- _PASSAGE GIVEN_
____

As a Pulitzer Prize-winning poet and former U.S. poet laureate, Trethewey (Monument: Poems, New and Selected, 2018) has conducted profound excavations into African American history and her own life. In her memoir, a work of exquisitely distilled anguish and elegiac drama, she confronts the horror of her mother's murder. Trethewey's white Canadian father and her Black American mother met in college and eloped, their 1966 marriage deemed illegal in Mississippi. Trethewey recounts her sunny childhood within the embrace of her mother's accomplished and valiant extended family. Shadows grow after her parents divorced and Trethewey and her mother moved to Atlanta, where Gwendolyn earned a graduate degree in social work while supporting them as a waitress. Enter dangerously unbalanced Joel. Because Gwendolyn silently endured his violence, Trethewey concealed Joel's cruelty to her. When Gwendolyn finally broke free, she secured police protection, but it proved to be catastrophically inadequate. Through finely honed, evermore harrowing memories, dreams, visions, and musings, Trethewey maps the inexorable path to her mother's murder. She even shares transcripts of chilling phone conversations in which Gwendolyn, in spite of her terror, speaks to her killer in the carefully measured mode of a social worker. Trethewey writes, "To survive trauma, one must be able to tell a story about it." And tell her tragic story she does in this lyrical, courageous, and resounding remembrance.

From Booklist, Copyright (c) American Library Association. Used with permission.

____

- _GIVEN TASK 1_
According to the review, why did Trethewey keep Joel's cruelty toward her hidden?
- _GIVEN TASK 2_
Answer these questions from the review:
(a) In what year did Trethewey's parents marry?
(b) To what city did Trethewey and her mother move after the divorce?
(c) According to the quotation from Trethewey, what must one be able to do to survive trauma?

- _RECORD SET_
____

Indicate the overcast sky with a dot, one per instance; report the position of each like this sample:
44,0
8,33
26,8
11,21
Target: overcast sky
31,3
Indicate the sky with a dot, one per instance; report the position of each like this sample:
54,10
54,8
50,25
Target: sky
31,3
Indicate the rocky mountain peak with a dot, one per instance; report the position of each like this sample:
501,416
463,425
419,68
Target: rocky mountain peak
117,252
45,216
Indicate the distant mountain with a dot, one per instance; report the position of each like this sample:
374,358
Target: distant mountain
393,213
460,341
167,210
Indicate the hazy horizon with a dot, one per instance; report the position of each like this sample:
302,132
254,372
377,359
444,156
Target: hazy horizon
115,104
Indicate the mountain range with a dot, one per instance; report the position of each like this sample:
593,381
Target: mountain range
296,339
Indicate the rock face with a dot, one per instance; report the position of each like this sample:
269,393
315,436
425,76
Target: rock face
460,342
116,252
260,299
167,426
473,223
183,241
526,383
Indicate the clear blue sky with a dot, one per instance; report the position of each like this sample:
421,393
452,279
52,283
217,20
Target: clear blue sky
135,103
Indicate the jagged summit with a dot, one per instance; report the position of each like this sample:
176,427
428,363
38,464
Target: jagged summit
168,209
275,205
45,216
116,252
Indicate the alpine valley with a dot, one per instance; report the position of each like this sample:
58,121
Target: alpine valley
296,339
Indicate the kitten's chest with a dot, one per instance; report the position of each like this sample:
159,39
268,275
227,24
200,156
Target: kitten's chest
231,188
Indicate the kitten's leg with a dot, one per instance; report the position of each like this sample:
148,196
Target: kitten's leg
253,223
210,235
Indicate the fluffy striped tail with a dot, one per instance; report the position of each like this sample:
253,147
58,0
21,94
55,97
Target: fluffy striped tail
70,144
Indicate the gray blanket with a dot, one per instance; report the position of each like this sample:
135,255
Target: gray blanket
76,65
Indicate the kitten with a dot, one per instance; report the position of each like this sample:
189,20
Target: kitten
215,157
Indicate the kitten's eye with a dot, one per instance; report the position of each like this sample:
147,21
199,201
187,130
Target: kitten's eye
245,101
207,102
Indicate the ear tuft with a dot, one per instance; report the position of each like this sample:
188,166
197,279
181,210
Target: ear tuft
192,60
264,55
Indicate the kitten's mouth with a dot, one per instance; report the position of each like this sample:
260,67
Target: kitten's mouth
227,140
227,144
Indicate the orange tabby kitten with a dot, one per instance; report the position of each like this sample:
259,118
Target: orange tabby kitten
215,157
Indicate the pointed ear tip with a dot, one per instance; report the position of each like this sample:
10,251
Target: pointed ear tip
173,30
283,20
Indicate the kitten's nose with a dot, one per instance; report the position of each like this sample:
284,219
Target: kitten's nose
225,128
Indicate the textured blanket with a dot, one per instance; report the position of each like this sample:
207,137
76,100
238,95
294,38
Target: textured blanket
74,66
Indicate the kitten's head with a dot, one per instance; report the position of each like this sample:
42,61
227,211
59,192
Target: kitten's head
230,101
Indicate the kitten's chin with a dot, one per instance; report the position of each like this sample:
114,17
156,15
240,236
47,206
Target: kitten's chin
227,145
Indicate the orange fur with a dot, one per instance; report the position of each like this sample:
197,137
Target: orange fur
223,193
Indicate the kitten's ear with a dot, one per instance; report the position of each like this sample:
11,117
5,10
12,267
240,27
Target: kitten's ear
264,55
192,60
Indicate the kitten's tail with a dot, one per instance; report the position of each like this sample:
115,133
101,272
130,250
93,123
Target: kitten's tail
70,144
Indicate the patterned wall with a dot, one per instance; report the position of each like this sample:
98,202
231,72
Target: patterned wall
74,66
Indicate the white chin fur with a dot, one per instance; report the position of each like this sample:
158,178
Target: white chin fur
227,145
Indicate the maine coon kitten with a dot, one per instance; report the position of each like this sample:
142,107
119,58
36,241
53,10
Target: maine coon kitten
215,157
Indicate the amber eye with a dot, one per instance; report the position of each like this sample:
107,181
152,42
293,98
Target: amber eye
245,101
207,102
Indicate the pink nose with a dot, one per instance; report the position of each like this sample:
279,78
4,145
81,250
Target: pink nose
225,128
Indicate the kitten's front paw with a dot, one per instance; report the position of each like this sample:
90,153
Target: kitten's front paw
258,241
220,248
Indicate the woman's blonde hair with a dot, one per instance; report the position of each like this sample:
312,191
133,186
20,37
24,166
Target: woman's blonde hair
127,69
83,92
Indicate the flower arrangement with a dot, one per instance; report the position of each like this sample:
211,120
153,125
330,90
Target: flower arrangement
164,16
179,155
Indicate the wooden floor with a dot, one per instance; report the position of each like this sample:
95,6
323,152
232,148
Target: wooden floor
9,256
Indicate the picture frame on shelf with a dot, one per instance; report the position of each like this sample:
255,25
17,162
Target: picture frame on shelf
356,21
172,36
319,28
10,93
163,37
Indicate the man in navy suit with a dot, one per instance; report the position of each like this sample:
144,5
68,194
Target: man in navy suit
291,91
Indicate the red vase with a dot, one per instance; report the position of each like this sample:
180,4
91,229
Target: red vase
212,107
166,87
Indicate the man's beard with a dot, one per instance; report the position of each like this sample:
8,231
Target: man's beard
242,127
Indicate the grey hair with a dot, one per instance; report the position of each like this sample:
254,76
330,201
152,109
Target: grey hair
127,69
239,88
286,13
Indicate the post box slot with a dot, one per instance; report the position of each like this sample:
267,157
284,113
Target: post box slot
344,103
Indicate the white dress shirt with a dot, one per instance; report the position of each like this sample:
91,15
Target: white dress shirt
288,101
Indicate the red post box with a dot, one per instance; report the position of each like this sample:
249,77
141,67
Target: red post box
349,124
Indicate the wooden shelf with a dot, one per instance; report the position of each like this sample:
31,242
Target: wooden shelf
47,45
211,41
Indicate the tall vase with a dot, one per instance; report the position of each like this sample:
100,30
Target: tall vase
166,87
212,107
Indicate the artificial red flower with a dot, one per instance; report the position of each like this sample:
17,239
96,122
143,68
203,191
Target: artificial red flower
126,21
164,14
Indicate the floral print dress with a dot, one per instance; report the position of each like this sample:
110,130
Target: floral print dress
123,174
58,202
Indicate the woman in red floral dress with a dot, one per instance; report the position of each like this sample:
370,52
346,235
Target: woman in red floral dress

____

- _TASK ANSWER 1_
She concealed it because her mother, Gwendolyn, silently endured Joel's violence.

- _TASK ANSWER 2_
(a) 1966
(b) Atlanta
(c) One must be able to tell a story about it.